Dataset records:
----
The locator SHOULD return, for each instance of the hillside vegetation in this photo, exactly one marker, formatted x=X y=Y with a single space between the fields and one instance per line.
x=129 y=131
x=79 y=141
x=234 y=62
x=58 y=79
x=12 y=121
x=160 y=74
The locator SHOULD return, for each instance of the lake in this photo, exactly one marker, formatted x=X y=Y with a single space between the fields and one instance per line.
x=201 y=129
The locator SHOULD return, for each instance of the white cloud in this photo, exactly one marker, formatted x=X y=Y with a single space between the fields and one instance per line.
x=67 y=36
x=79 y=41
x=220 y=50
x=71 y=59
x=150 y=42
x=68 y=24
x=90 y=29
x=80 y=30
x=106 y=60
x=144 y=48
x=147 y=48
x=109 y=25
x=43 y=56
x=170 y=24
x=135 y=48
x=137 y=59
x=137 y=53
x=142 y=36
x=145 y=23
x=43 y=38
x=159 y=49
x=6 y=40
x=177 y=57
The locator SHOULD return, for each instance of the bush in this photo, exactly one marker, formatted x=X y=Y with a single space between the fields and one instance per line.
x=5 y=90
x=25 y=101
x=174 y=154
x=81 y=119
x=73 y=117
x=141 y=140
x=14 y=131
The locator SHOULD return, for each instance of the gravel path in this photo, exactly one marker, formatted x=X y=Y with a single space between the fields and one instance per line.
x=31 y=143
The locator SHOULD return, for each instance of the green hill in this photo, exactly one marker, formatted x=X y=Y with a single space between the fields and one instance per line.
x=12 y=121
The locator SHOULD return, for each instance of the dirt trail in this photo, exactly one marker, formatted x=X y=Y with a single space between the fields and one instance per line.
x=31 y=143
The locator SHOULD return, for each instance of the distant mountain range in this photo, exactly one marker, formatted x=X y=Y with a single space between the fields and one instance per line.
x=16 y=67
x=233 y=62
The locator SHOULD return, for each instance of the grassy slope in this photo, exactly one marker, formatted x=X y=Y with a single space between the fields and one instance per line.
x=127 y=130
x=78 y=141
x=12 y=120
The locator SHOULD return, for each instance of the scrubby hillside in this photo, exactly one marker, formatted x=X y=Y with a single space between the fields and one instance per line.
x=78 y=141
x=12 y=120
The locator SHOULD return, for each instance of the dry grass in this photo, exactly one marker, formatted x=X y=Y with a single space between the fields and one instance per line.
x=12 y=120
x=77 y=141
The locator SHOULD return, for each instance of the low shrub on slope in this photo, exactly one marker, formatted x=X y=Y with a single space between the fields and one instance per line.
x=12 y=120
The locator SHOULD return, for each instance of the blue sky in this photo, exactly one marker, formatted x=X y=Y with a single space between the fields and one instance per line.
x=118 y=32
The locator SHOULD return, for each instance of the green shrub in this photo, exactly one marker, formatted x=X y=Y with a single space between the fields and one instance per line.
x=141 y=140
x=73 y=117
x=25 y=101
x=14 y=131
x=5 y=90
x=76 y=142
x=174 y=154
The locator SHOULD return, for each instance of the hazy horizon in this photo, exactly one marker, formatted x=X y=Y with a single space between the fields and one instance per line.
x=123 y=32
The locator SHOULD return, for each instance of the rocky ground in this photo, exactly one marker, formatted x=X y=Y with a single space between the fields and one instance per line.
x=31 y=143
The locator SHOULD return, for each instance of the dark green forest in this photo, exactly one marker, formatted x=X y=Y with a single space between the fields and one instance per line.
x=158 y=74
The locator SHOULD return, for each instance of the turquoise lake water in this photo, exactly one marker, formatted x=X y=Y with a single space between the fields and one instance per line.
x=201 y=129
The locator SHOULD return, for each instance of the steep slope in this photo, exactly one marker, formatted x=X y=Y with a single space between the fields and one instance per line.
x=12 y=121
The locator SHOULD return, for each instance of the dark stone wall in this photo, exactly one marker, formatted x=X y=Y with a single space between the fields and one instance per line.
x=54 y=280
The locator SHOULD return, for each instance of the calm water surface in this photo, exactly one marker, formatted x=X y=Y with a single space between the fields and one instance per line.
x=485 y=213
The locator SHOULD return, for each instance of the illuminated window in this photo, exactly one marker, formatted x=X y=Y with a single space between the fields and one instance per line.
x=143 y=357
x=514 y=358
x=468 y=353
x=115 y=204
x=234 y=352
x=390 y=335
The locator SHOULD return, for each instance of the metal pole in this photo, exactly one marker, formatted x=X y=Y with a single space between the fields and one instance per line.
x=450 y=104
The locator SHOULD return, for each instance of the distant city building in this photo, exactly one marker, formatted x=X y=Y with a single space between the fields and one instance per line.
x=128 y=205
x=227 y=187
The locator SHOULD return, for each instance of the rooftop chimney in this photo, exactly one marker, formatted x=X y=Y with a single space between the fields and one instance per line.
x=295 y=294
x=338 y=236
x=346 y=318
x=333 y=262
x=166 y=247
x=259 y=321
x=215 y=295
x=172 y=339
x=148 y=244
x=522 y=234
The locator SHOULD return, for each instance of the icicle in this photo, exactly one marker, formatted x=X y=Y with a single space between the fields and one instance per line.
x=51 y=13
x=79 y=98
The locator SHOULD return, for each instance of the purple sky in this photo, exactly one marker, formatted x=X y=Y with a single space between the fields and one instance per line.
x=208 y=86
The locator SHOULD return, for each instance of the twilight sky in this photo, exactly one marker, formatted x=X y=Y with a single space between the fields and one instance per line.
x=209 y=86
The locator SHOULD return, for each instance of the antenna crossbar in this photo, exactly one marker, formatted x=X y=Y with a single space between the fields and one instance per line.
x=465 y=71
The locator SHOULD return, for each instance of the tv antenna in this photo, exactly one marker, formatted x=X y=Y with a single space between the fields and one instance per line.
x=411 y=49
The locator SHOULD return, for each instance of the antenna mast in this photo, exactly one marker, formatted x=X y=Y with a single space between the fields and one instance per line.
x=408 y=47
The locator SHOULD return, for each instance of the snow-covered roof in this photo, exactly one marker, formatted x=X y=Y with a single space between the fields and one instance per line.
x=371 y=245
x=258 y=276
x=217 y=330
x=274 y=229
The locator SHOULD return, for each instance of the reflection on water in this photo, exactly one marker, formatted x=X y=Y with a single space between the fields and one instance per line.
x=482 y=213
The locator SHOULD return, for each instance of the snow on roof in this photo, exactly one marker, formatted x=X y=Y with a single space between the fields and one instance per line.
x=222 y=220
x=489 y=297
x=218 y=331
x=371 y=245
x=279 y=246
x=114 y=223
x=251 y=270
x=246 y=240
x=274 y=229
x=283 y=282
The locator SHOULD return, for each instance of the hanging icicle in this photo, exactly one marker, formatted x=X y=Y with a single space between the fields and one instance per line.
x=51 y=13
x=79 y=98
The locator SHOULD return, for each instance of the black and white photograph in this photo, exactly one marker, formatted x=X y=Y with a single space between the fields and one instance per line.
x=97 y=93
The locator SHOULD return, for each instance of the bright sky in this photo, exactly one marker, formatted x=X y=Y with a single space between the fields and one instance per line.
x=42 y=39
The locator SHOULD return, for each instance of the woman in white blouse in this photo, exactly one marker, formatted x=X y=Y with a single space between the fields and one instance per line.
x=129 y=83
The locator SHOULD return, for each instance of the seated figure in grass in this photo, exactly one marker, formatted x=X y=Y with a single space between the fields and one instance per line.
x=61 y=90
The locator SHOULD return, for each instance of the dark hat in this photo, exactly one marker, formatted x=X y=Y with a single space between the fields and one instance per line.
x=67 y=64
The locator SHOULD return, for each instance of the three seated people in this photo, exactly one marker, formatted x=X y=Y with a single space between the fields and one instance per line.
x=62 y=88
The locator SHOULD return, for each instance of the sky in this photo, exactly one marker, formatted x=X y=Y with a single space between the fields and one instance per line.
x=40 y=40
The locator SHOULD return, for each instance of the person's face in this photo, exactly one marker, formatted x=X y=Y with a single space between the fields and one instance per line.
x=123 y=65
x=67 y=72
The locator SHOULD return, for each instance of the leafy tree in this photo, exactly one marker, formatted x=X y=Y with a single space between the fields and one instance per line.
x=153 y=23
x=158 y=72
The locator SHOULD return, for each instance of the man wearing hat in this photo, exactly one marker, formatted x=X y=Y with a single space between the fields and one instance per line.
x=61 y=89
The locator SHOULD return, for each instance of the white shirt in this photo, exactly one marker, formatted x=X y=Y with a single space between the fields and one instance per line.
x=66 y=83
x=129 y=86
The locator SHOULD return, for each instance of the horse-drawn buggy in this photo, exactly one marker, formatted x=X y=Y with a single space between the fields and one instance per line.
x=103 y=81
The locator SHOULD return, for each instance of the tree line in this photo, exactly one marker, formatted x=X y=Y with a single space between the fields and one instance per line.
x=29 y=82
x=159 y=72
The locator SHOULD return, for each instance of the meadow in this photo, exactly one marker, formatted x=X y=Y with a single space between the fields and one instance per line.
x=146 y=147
----
--- Given request ---
Can you set down, word for word, only the lines of the rows that begin with the line containing "The locator SHOULD return, for each instance of the metal" and end with the line containing "x=522 y=234", both of those lines included?

--- Task result ---
The locator SHOULD return, for each instance of the metal pole in this photo, exactly one marker, formatted x=X y=Y with a single space between the fields and one instance per line.
x=450 y=104
The locator SHOULD return, for each instance of the distant city building in this photo, exactly one marker, formatted x=X y=Y with a single space between the fields and one instance per line.
x=128 y=205
x=227 y=187
The locator SHOULD return, for each instance of the rooftop chimney in this photo, exactly one marker, formatted x=X y=Y with a single space between the fields and one instance per line.
x=295 y=294
x=338 y=236
x=346 y=318
x=333 y=262
x=166 y=247
x=259 y=321
x=215 y=295
x=172 y=339
x=148 y=244
x=522 y=234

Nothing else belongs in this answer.